So who’s better? Who feeds the high schools with players who have grown up waiting for their chance to play under the lights on the high school field? The answer is easy…but is it something everyone wants to admit? No it’s not. The INFC is continuing to try and develop their concept to the OKC area and one of the biggest roadblocks is the INFC’s philosophy of playing on Saturdays. Really? I thought youth football in OKC was only 10 years behind, now I think it may be 20. 
-Brad Heath

To sum up Brad’s thoughts, I had to re-iterate his final sentences. I have been told numerous times by OKC area youth parents that “Saturdays are for college football.” Everything the INFC does in Tulsa is based on Saturdays. And parents who are OU, OSU or TU alum, make the sacrifice to miss home games for their kids at times. That’s how it has worked for twenty years. Even former All-American players at OU and OSU who are expected at every home game will absolutely miss it if their kid’s INFC game falls at the same time. That is a massive difference. 

Enrollment
This is an aspect of a football program that absolutely has to be addressed. I am not nave and understand completely that enrollment plays a big factor in the talent pool of athletes. But if enrollment is the only factor (or even looked as the main factor), then a school like Broken Arrow should have been winning the state championship in Oklahoma’s largest class over the past twenty years. Before 1988, Moore had the highest enrollment for a handful of years before splitting to Westmoore. Moore did not win a state championship during those years. 

Jenks went on a run from 1996 to 2001 where it won six straight state titles, and this was done with the Jenks enrollment consistently ranked outside the top 5. The key to Jenks was that because of their program and everything that went into it, they developed what is commonly referred to as “program players.” This is a very important facet as the program kids of any great football program are the real reasons why a program can sustain an elite level year-in and year-out. Program kids are developed over time. These are kids who are more than likely not going to play beyond high school, but are more effective as a unit within the team (and program) than kids with the same talent level at other programs. They live with the “resilient mindset” ever since they are very young. During the years when a great football program has a few great athletes (D-1 caliber) coupled with their program kids, then you go from a great team to a historically great team. 

Once again, enrollment plays a factor, but what is produced out of the talent pool is far more important than the size of the talent pool.

Hard Work/Sacrifice
Before I explain some of this, let me pose a question to any school who desires to achieve prominence in Class 6A. This would come with a guarantee that in the span of eight years, your school would be competing regularly for a state title, and within 10 years, it will achieve the goal of winning the championship. Would programs be willing to go through eight years of growing pains, heartaches, time, resources and investment to achieve this goal? This also comes with the unprecedented level of hardwork, mindset and sacrifice year-in and year-out with nothing but complete immersion in staying the course, developing the program and building it from the ground up. If the answer is yes, then I believe we are on the right track in identifying what it will take.

Object location annotation records:

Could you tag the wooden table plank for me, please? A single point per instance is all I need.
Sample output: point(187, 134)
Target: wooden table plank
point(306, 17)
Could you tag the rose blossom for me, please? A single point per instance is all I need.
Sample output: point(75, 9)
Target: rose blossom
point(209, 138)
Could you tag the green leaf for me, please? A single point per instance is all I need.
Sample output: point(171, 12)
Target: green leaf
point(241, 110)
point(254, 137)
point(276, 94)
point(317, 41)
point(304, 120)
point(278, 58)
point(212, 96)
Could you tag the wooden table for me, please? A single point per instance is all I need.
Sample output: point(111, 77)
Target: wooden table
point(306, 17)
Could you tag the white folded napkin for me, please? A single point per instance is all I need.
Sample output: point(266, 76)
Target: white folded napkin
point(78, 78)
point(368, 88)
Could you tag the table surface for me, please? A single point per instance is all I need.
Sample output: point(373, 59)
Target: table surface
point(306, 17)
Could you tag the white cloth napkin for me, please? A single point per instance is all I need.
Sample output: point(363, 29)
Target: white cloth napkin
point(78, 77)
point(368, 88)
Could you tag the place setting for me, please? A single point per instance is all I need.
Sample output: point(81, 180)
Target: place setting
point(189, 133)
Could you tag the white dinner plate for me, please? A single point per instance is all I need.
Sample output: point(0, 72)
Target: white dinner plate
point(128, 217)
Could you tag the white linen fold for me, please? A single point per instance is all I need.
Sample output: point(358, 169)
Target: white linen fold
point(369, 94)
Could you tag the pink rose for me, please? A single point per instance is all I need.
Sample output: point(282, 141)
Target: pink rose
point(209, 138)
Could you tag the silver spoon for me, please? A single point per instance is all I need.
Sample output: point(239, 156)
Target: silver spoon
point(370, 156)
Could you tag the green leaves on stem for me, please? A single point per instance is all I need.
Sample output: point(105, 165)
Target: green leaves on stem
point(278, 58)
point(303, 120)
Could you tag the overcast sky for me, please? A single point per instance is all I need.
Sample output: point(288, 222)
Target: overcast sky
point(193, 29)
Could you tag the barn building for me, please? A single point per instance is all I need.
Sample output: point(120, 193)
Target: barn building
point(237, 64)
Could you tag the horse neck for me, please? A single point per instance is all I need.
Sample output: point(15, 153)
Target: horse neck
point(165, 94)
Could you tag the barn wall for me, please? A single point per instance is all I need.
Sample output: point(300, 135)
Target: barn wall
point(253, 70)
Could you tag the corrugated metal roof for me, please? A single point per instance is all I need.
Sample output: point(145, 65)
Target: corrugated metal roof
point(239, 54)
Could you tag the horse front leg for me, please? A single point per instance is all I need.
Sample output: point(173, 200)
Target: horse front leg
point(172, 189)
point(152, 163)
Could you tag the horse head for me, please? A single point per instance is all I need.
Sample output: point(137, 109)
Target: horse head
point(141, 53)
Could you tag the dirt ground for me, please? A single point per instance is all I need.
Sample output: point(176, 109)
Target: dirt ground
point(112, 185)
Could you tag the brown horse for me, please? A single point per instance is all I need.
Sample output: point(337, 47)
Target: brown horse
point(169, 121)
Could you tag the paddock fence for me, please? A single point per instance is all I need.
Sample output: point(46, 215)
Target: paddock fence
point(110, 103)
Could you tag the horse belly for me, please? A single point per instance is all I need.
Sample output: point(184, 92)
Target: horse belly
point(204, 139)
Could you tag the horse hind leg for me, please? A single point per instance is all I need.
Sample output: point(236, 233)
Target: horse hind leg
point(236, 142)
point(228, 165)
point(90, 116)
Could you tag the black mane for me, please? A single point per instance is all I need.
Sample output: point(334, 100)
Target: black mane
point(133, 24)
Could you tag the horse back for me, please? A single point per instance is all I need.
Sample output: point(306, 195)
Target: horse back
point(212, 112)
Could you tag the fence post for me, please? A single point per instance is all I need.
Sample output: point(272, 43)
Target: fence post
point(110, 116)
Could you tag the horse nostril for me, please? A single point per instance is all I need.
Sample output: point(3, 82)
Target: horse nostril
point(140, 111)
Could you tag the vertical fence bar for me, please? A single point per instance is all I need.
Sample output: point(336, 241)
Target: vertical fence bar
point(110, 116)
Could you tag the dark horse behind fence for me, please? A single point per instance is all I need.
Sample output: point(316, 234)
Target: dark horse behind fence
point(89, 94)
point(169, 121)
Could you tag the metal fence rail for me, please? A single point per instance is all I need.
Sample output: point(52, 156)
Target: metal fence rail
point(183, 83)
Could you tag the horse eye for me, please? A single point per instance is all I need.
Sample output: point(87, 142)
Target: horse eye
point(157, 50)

# EXERCISE
Write the next part of the piece on Oklahoma high school football programs, picking up after its final sentence.

# THE REPLY
Now that we are in agreement that the sacrifice will be made, one of the first things we need to do is identify the prominent personnel within a program who would be willing to lead for at least eight years. This is very important as the longest tenured coach in 6A outside of Alan Trimble and Bob Wilson is Ty Prestidge from Mustang (8 years) and Todd Wilson from Yukon (8 years). It takes sustainability and it takes coaching that is dedicated to building for years to come. Even in Union’s case, Kirk Fridrich took over a program that he was a part of building with Bill Blankenship as an assistant in the 90′s. Fridrich is in his 6th year at Union, but was a part of Blankenship’s staff for 10 years (93′-02′).

Sometimes the words “hard work” seem to be thrown around very casually. But the type of work that goes into building a program can only be maximized with the utter and total “resilient mindset.” This mindset allows those to work harder, strive for more, and never give up. Again, it starts from the ground up. Youth, youth parents, high school parents, players, coaches, and administration.

Conclusion
In conclusion, please understand that informative pieces like this do not come around very often. I do not expect everyone to agree or disagree (which is why it makes for great debate), but hopefully it has been a little enlightening in what it takes to be part of the best Oklahoma has to offer. The bar has been raised over the last 15 years, and that bar is achievable if the “resilient mindset” is adopted and instilled.

----------


## SoonerDave

Very interesting article and commentary.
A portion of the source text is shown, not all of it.